The goal of the thesis is to design an invariant object recognition system which, when provided with the closed contours present in an image of a scene, identifies them as objects that are (possibly transformed) instances of the stored model objects. The emphasis of this study is on the application of neural networks to this problem. The thesis proposes a new neural network-based invariant object recognition system. A further contribution of the thesis is to highlight the importance of a principled approach to the design of neural networks for object recognition.
The thesis deals with two-dimensional (2-D) objects only. For the purpose of this thesis, 2-D objects are defined to be those three-dimensional objects whose shape information can be entirely provided by their bounding contours alone. Information regarding curvature of the surfaces of the objects is not required for their recognition. Naturally, all flat or almost flat objects fall into this category (e.g., industrial parts such as pliers, cutters and spanners; keys, etc.).
The main advantages of using neural networks for object recognition include massive parallelism and graceful performance degradation in presence of noise. Thus, neural networks can achieve fast recognition of objects even with a large collection of model objects, and can also provide robust performance.
This thesis proposes a two-staged network-based solution for invariant recognition of 2-D shapes. The first stage involves computation of an invariant representation of the shape. Since only 2-D shapes are considered in this thesis, a shape can be represented by a piecewise linear approximation of the object boundary. The angles at the vertices of the polygonal approximation of a planar shape remain invariant under rotation, translation and scaling, and the sequence of these internal angles therefore provides the required invariant representation of an object. The thesis presents new parallel algorithms for obtaining the polygonal approximation of a closed contour and for computing the internal angles of the polygonal approximation. The proposed algorithms are implementable on a simple neural network. The input to the stage is obtained by first applying an edge detection algorithm to the intensity image and then by rejecting spurious edges to retain only the closed contours; this processing requires existing standard techniques only. The proposed algorithms have been implemented and tested on synthetic and natural images.

(Source excerpt)
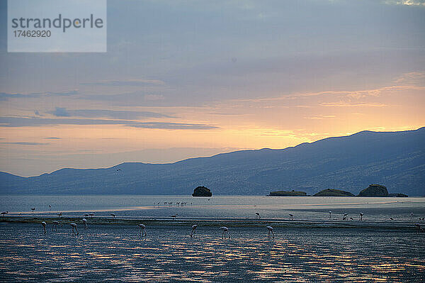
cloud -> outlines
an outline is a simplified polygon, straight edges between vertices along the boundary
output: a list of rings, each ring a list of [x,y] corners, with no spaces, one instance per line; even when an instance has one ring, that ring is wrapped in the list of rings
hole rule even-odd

(Request)
Give the thesis summary again from "The thesis deals" up to and including "provide robust performance.", changing "pliers" to "scissors".

(Answer)
The thesis deals with two-dimensional (2-D) objects only. For the purpose of this thesis, 2-D objects are defined to be those three-dimensional objects whose shape information can be entirely provided by their bounding contours alone. Information regarding curvature of the surfaces of the objects is not required for their recognition. Naturally, all flat or almost flat objects fall into this category (e.g., industrial parts such as scissors, cutters and spanners; keys, etc.).
The main advantages of using neural networks for object recognition include massive parallelism and graceful performance degradation in presence of noise. Thus, neural networks can achieve fast recognition of objects even with a large collection of model objects, and can also provide robust performance.